> [Stated problem]:
Give the material below as a Markdown table with two columns, Row and Material line, numbering each line in order and skipping blank lines. Leave the pictures out of the table.
* START *
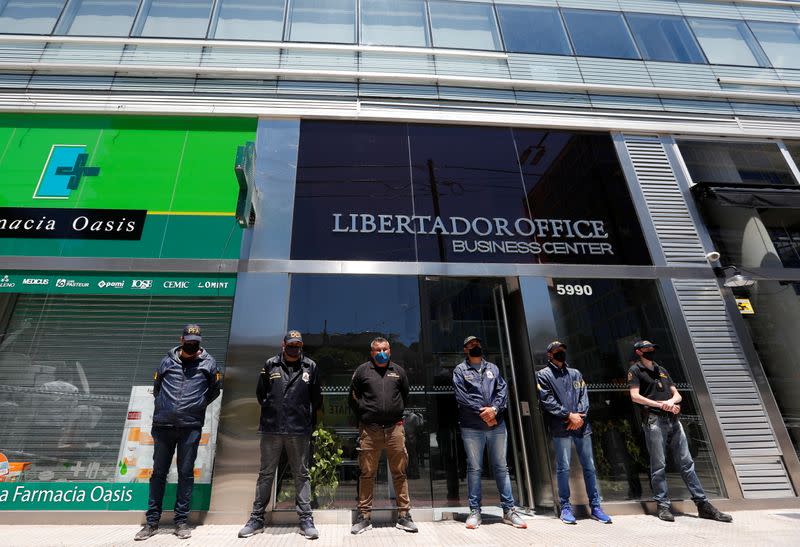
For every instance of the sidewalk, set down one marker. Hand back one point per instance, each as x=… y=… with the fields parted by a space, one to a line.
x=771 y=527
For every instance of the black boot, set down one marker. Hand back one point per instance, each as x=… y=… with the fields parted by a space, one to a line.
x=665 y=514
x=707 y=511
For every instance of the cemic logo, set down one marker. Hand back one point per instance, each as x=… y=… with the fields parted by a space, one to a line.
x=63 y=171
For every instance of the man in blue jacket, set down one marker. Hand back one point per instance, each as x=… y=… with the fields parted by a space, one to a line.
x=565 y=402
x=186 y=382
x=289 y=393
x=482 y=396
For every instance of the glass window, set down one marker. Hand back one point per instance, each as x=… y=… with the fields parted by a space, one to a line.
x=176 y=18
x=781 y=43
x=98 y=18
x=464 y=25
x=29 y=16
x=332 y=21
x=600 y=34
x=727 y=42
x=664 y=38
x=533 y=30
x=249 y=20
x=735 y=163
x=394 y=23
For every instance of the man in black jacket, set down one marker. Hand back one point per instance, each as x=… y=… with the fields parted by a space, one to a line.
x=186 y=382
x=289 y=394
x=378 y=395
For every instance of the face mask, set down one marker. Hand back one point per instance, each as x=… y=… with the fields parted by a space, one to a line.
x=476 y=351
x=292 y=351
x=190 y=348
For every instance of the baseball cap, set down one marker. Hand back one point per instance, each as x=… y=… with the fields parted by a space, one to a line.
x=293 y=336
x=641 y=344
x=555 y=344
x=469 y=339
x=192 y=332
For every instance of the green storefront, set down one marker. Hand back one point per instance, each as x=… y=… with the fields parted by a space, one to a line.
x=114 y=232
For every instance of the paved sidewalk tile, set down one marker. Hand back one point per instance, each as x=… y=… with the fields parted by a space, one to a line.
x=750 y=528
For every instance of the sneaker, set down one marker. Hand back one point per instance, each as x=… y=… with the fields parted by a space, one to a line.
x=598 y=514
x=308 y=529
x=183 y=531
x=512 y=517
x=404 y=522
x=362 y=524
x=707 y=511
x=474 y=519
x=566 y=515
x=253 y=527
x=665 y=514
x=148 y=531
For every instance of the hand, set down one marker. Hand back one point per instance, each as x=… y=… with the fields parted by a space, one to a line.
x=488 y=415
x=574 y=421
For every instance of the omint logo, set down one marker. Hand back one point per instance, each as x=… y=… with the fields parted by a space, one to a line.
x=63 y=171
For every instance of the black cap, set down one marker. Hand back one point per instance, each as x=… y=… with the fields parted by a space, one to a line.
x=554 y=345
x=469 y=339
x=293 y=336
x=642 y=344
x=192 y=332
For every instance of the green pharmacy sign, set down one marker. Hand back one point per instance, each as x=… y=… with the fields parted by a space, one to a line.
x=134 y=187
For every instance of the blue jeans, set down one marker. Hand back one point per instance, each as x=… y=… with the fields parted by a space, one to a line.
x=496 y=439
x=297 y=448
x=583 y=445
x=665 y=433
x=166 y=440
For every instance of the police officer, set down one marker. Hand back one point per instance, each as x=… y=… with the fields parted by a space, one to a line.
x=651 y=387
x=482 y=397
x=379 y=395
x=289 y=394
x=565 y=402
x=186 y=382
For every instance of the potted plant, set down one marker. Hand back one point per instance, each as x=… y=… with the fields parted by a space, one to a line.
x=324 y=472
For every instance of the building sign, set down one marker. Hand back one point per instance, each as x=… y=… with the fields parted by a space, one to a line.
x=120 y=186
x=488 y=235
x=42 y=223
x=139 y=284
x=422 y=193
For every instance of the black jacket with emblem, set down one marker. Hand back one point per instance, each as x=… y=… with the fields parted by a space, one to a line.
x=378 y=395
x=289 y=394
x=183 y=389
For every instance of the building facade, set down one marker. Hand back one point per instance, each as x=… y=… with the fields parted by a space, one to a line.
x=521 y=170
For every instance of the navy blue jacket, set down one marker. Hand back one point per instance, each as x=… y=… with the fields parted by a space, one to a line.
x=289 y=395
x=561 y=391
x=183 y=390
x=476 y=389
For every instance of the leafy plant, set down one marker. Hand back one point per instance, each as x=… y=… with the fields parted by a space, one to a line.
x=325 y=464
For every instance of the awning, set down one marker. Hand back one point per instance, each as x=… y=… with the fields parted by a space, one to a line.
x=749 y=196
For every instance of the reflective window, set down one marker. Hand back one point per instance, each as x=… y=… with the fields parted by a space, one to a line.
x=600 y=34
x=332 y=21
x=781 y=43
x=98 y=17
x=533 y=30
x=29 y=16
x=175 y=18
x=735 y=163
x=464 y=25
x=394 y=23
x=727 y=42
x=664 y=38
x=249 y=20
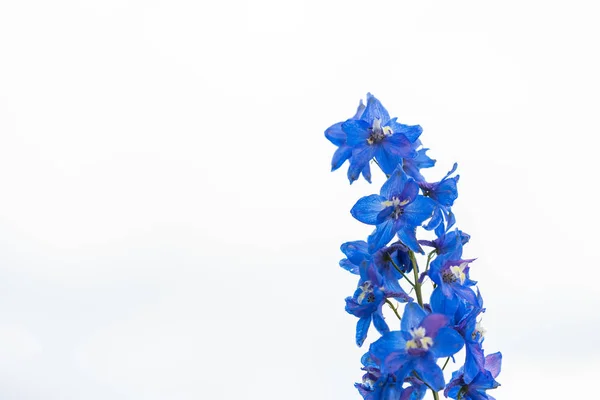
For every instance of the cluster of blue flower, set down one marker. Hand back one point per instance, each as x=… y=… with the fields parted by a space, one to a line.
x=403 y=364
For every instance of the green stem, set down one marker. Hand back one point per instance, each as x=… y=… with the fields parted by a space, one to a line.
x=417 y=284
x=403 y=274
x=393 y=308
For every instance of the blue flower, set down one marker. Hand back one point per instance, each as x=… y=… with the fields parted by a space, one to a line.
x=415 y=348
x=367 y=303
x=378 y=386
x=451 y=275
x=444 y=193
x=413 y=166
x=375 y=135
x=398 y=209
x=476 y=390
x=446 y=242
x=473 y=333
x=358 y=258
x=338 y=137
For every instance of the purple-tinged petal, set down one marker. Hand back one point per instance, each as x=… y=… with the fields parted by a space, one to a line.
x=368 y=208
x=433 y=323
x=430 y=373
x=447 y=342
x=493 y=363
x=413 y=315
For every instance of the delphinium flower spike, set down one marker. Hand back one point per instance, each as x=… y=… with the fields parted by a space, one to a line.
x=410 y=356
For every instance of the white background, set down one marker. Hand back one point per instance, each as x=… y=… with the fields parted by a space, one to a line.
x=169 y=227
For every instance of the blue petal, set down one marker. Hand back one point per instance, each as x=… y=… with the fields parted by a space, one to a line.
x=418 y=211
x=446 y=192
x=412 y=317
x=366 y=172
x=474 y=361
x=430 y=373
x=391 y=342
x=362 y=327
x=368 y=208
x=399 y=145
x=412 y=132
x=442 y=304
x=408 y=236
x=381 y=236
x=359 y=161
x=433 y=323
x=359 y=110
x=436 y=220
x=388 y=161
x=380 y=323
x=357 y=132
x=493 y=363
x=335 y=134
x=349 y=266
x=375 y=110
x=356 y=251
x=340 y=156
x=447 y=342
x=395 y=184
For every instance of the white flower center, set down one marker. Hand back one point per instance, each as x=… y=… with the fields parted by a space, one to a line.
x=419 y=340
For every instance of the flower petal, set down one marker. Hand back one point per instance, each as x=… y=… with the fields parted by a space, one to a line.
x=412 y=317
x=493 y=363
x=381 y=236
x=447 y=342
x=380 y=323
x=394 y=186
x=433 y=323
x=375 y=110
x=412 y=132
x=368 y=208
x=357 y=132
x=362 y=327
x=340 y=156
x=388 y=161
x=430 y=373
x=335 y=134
* END *
> [Result of the exercise]:
| Row | Material line |
|---|---|
| 1 | For every instance of the sidewalk, set down one marker. Hand back one point per instance, each as x=… y=… with the fields parted by a space, one to a line. |
| 2 | x=771 y=527 |
| 3 | For every instance of the black boot, set down one marker. Hand back one point per instance, each as x=… y=… with the fields parted by a space, one to a line. |
| 4 | x=665 y=514 |
| 5 | x=707 y=511 |
| 6 | For every instance of the cemic logo, set down one marker. Hand back one point per instance, each as x=… y=… with the fields parted by a space, one to a line. |
| 7 | x=63 y=171 |
| 8 | For every instance of the man in blue jacket, set down one marker. Hand back one point per instance, each as x=… y=… with the fields parted by a space, one to a line. |
| 9 | x=565 y=402 |
| 10 | x=186 y=382 |
| 11 | x=289 y=393 |
| 12 | x=482 y=396 |
| 13 | For every instance of the glass window, set down one marker. Hand back one point per instance, each as x=… y=… with the fields parted by a space, one to a line. |
| 14 | x=176 y=18 |
| 15 | x=781 y=43 |
| 16 | x=98 y=18 |
| 17 | x=464 y=25 |
| 18 | x=29 y=16 |
| 19 | x=332 y=21 |
| 20 | x=600 y=34 |
| 21 | x=727 y=42 |
| 22 | x=664 y=38 |
| 23 | x=533 y=30 |
| 24 | x=249 y=20 |
| 25 | x=735 y=163 |
| 26 | x=394 y=23 |
| 27 | For every instance of the man in black jacket, set down one marker. Hand back one point per instance, each as x=… y=… with the fields parted by a space, one to a line. |
| 28 | x=186 y=382 |
| 29 | x=289 y=394 |
| 30 | x=378 y=395 |
| 31 | For every instance of the face mask, set down one marker. Hand back one point per instance, each as x=… y=… with the fields parted by a space, one to a line. |
| 32 | x=476 y=351 |
| 33 | x=292 y=351 |
| 34 | x=190 y=348 |
| 35 | For every instance of the baseball cap, set down one marker. Hand back one point per instance, each as x=… y=… with the fields parted by a space, one to a line. |
| 36 | x=293 y=336 |
| 37 | x=641 y=344 |
| 38 | x=555 y=344 |
| 39 | x=469 y=339 |
| 40 | x=192 y=332 |
| 41 | For every instance of the green storefront, set down one marker. Hand back one point per instance, each as x=… y=… with the fields parted by a space, one to a line. |
| 42 | x=114 y=232 |
| 43 | For every instance of the paved sidewalk tile, set down one marker. Hand back one point per instance, each as x=… y=… with the fields parted by a space, one to a line. |
| 44 | x=750 y=528 |
| 45 | For every instance of the sneaker, set down one marker. Hand back one point per instance, each as x=… y=… with the fields parted by a space, one to a line. |
| 46 | x=598 y=514 |
| 47 | x=308 y=529 |
| 48 | x=183 y=531 |
| 49 | x=512 y=517 |
| 50 | x=404 y=522 |
| 51 | x=362 y=524 |
| 52 | x=707 y=511 |
| 53 | x=474 y=519 |
| 54 | x=566 y=515 |
| 55 | x=253 y=527 |
| 56 | x=665 y=514 |
| 57 | x=148 y=531 |
| 58 | For every instance of the hand, set down one marker. Hand back one point per instance, each as x=… y=… with the fields parted by a space, one to a line. |
| 59 | x=488 y=415 |
| 60 | x=574 y=421 |
| 61 | For every instance of the omint logo, set down one marker. Hand back one point per instance, each as x=… y=… with the fields parted by a space, one to a line. |
| 62 | x=63 y=171 |
| 63 | For every instance of the black cap, set down one marker. Hand back one point per instance, each as x=… y=… with the fields parted by a space, one to a line. |
| 64 | x=554 y=345 |
| 65 | x=469 y=339 |
| 66 | x=293 y=336 |
| 67 | x=642 y=344 |
| 68 | x=192 y=332 |
| 69 | For every instance of the green pharmacy sign, set down one marker. Hand back one point per instance, each as x=… y=… with the fields parted by a space, one to a line. |
| 70 | x=134 y=187 |
| 71 | For every instance of the blue jeans, set down one marker. Hand back one point per instance, each as x=… y=… with the fields parted by a space, one to a line. |
| 72 | x=496 y=439 |
| 73 | x=297 y=448 |
| 74 | x=583 y=445 |
| 75 | x=665 y=433 |
| 76 | x=166 y=440 |
| 77 | For every instance of the police officer, set down one marker. Hand back one point per instance, each as x=… y=… with the fields parted by a space, one to a line. |
| 78 | x=651 y=387 |
| 79 | x=482 y=397 |
| 80 | x=379 y=395 |
| 81 | x=289 y=394 |
| 82 | x=565 y=402 |
| 83 | x=186 y=382 |
| 84 | For every instance of the potted plant, set down one marker. Hand back one point per instance, each as x=… y=… with the fields parted by a space, one to a line. |
| 85 | x=324 y=472 |
| 86 | For every instance of the building sign, set down one marker. Hand back one point per instance, each as x=… y=… with the fields parted by a space, one to a line. |
| 87 | x=120 y=186 |
| 88 | x=488 y=235 |
| 89 | x=42 y=223 |
| 90 | x=139 y=284 |
| 91 | x=422 y=193 |
| 92 | For every instance of the black jacket with emblem, set down one marker. Hand back one point per instance, each as x=… y=… with the fields parted by a space, one to a line. |
| 93 | x=378 y=395 |
| 94 | x=289 y=394 |
| 95 | x=183 y=389 |
| 96 | For every instance of the building facade, set down one marker. Hand back one point per instance, each as x=… y=… with the fields parted by a space, one to a line. |
| 97 | x=521 y=170 |
| 98 | For every instance of the navy blue jacket, set down one marker. Hand back one point per instance, each as x=… y=… with the fields parted by a space, one to a line. |
| 99 | x=289 y=395 |
| 100 | x=561 y=391 |
| 101 | x=183 y=390 |
| 102 | x=476 y=389 |
| 103 | For every instance of the leafy plant, set down one marker. Hand back one point per instance, each as x=… y=… with the fields parted by a space, one to a line. |
| 104 | x=325 y=464 |
| 105 | For every instance of the awning, set down one marker. Hand back one point per instance, each as x=… y=… with the fields parted by a space, one to a line. |
| 106 | x=749 y=196 |
| 107 | For every instance of the reflective window, set down one marker. Hand back one point per instance, each as x=… y=… with the fields parted by a space, one to a line. |
| 108 | x=600 y=34 |
| 109 | x=332 y=21 |
| 110 | x=781 y=43 |
| 111 | x=98 y=17 |
| 112 | x=533 y=30 |
| 113 | x=29 y=16 |
| 114 | x=175 y=18 |
| 115 | x=735 y=163 |
| 116 | x=464 y=25 |
| 117 | x=394 y=23 |
| 118 | x=727 y=42 |
| 119 | x=664 y=38 |
| 120 | x=249 y=20 |
| 121 | For every instance of the cluster of blue flower, set down one marker. Hand back one point per instance, each as x=… y=… with the fields parted by a space, one to a line. |
| 122 | x=403 y=364 |
| 123 | For every instance of the green stem, set down one marker. Hand back one point per instance, each as x=… y=… with the fields parted by a space, one to a line. |
| 124 | x=417 y=284 |
| 125 | x=403 y=274 |
| 126 | x=393 y=308 |
| 127 | For every instance of the blue flower, set down one marker. Hand back one point per instance, each as x=… y=… with the fields parted by a space, one to a line. |
| 128 | x=415 y=348 |
| 129 | x=367 y=303 |
| 130 | x=378 y=386 |
| 131 | x=451 y=275 |
| 132 | x=444 y=193 |
| 133 | x=413 y=166 |
| 134 | x=375 y=135 |
| 135 | x=398 y=209 |
| 136 | x=476 y=390 |
| 137 | x=446 y=242 |
| 138 | x=473 y=333 |
| 139 | x=358 y=258 |
| 140 | x=338 y=137 |
| 141 | For every instance of the purple-tinged petal, set down one marker. Hand back one point per instance, each as x=… y=… with the fields parted by a space, one to a line. |
| 142 | x=368 y=208 |
| 143 | x=433 y=323 |
| 144 | x=430 y=373 |
| 145 | x=447 y=342 |
| 146 | x=493 y=363 |
| 147 | x=413 y=315 |
| 148 | For every instance of the delphinium flower spike, set down one marker. Hand back one point per instance, each as x=… y=… with the fields parted by a space, one to a line. |
| 149 | x=410 y=356 |
| 150 | For every instance of the white background, set down one marker. Hand back one point per instance, each as x=… y=… with the fields parted by a space, one to a line. |
| 151 | x=169 y=227 |
| 152 | For every instance of the blue petal, set down one marker. Hand back one point per instance, each as x=… y=… with the fields parted by a space, one to a line. |
| 153 | x=418 y=211 |
| 154 | x=446 y=192 |
| 155 | x=412 y=317 |
| 156 | x=366 y=172 |
| 157 | x=474 y=361 |
| 158 | x=430 y=373 |
| 159 | x=391 y=342 |
| 160 | x=362 y=327 |
| 161 | x=368 y=208 |
| 162 | x=399 y=145 |
| 163 | x=412 y=132 |
| 164 | x=442 y=304 |
| 165 | x=408 y=236 |
| 166 | x=381 y=236 |
| 167 | x=359 y=161 |
| 168 | x=433 y=323 |
| 169 | x=359 y=110 |
| 170 | x=436 y=220 |
| 171 | x=388 y=161 |
| 172 | x=380 y=323 |
| 173 | x=357 y=132 |
| 174 | x=493 y=363 |
| 175 | x=335 y=134 |
| 176 | x=349 y=266 |
| 177 | x=375 y=110 |
| 178 | x=356 y=251 |
| 179 | x=340 y=156 |
| 180 | x=447 y=342 |
| 181 | x=395 y=184 |
| 182 | For every instance of the white flower center, set down one marker. Hand back one point per instance, each as x=… y=… with the fields parted by a space, one to a line. |
| 183 | x=419 y=340 |
| 184 | For every instance of the flower petal, set down one marker. Hand back one point per instance, each as x=… y=… with the fields parted by a space, one to a line. |
| 185 | x=412 y=317 |
| 186 | x=493 y=363 |
| 187 | x=381 y=236 |
| 188 | x=447 y=342 |
| 189 | x=380 y=323 |
| 190 | x=394 y=186 |
| 191 | x=433 y=323 |
| 192 | x=375 y=110 |
| 193 | x=412 y=132 |
| 194 | x=368 y=208 |
| 195 | x=357 y=132 |
| 196 | x=362 y=327 |
| 197 | x=340 y=156 |
| 198 | x=388 y=161 |
| 199 | x=430 y=373 |
| 200 | x=335 y=134 |